INSTRUCTION => Starting at the line in the material below that contains "Where can you find the large" and continuing through the final line of the material, put each line into a JSON list of strings, one string per line, with blank lines omitted. Exclude the pictures from the list.

MATERIAL SUPPLIED =>
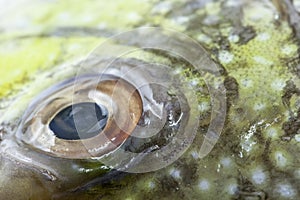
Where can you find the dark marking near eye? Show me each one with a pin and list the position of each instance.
(79, 121)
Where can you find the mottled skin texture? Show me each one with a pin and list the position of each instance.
(256, 156)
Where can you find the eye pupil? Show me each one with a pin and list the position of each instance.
(79, 121)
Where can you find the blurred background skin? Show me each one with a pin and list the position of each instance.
(243, 37)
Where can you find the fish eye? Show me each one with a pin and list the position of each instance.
(82, 117)
(64, 127)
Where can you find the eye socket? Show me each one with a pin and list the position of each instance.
(64, 126)
(82, 118)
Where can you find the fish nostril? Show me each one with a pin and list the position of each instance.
(88, 118)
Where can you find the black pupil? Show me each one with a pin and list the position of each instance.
(79, 121)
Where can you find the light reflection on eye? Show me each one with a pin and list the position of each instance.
(64, 127)
(82, 122)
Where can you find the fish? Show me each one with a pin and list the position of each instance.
(213, 94)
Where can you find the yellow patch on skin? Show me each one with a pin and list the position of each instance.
(22, 58)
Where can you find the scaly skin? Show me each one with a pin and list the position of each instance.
(256, 156)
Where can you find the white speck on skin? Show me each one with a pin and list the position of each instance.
(262, 60)
(204, 184)
(226, 162)
(203, 106)
(151, 185)
(258, 176)
(297, 137)
(289, 49)
(247, 82)
(297, 173)
(272, 133)
(175, 173)
(263, 36)
(225, 57)
(280, 159)
(181, 20)
(278, 84)
(195, 155)
(162, 8)
(285, 190)
(233, 38)
(204, 38)
(194, 82)
(232, 188)
(134, 17)
(259, 106)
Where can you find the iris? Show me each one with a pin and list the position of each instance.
(79, 121)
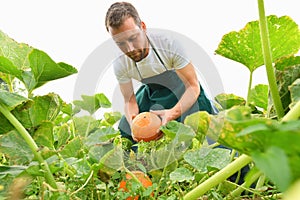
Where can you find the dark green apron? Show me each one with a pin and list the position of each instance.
(163, 91)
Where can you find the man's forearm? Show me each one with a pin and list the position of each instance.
(186, 101)
(131, 109)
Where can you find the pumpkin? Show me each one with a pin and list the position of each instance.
(145, 126)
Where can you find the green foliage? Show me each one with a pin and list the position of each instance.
(67, 156)
(245, 46)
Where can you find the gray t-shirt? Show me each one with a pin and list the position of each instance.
(169, 50)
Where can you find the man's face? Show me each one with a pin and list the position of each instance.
(131, 39)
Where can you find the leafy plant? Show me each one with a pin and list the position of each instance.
(47, 151)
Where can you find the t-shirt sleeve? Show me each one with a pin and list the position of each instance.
(179, 57)
(121, 71)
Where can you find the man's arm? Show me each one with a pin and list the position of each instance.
(131, 108)
(192, 90)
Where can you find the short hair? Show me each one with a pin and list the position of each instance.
(120, 11)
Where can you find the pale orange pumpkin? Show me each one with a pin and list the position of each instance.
(145, 126)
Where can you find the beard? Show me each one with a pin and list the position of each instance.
(138, 54)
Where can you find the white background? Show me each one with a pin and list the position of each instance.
(69, 30)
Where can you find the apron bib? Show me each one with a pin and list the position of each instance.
(163, 91)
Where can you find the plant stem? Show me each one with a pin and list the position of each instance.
(217, 178)
(249, 88)
(268, 60)
(31, 143)
(293, 114)
(237, 192)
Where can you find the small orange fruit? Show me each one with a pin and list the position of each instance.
(143, 178)
(145, 126)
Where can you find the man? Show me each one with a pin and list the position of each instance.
(170, 86)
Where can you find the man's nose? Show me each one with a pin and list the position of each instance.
(129, 46)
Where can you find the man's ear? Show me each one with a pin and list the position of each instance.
(143, 26)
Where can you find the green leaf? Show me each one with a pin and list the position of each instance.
(45, 69)
(15, 148)
(295, 92)
(205, 159)
(112, 117)
(288, 61)
(181, 174)
(178, 132)
(112, 161)
(101, 135)
(16, 53)
(259, 96)
(11, 100)
(285, 78)
(103, 100)
(72, 149)
(13, 170)
(92, 103)
(199, 122)
(41, 108)
(229, 100)
(63, 135)
(274, 163)
(7, 67)
(245, 46)
(43, 136)
(85, 124)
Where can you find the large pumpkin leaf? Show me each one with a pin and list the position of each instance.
(245, 46)
(32, 66)
(15, 148)
(45, 69)
(285, 77)
(11, 100)
(16, 54)
(229, 100)
(259, 96)
(41, 108)
(295, 92)
(205, 159)
(92, 103)
(274, 156)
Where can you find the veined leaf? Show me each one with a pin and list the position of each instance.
(295, 92)
(43, 136)
(7, 67)
(259, 96)
(45, 69)
(245, 46)
(85, 124)
(101, 135)
(41, 108)
(181, 174)
(16, 53)
(15, 147)
(275, 164)
(205, 159)
(11, 100)
(229, 100)
(92, 103)
(285, 78)
(199, 121)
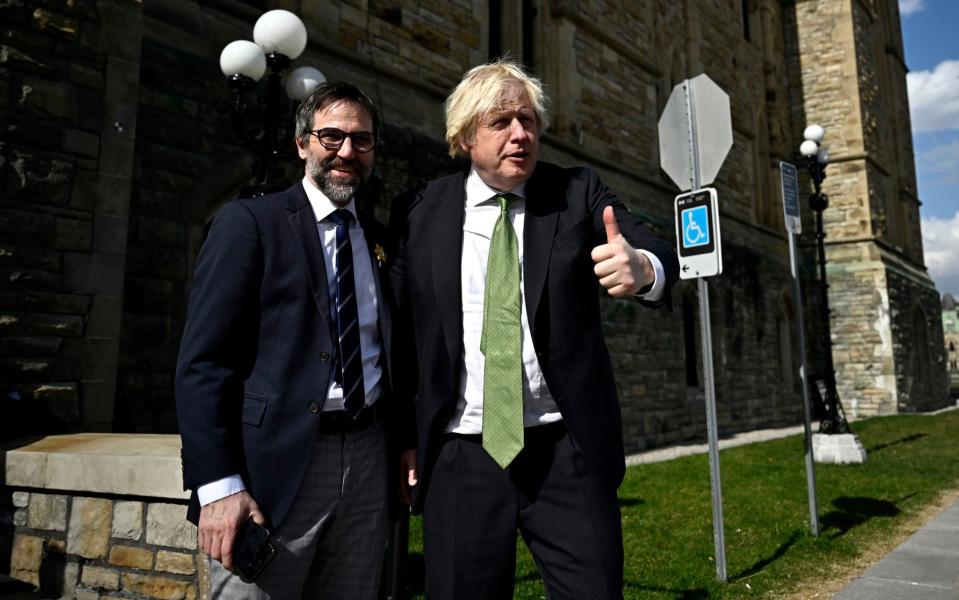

WRITTEN RESPONSE =>
[
  "Where can you find the large pumpkin leaf? Show me each one with a pin and list the position of each instance.",
  "(245, 46)",
  "(32, 66)",
  "(15, 148)",
  "(45, 69)",
  "(285, 77)",
  "(11, 100)",
  "(16, 54)",
  "(229, 100)",
  "(259, 96)",
  "(41, 108)",
  "(295, 92)",
  "(205, 159)",
  "(92, 103)",
  "(274, 156)",
  "Where can you find the veined leaf? Show me each one with a pin and list the position of each instance.",
  "(295, 92)",
  "(43, 136)",
  "(7, 67)",
  "(259, 96)",
  "(45, 69)",
  "(245, 46)",
  "(85, 124)",
  "(101, 135)",
  "(41, 108)",
  "(181, 174)",
  "(16, 53)",
  "(15, 147)",
  "(275, 164)",
  "(205, 159)",
  "(11, 100)",
  "(229, 100)",
  "(92, 103)",
  "(285, 78)",
  "(199, 121)"
]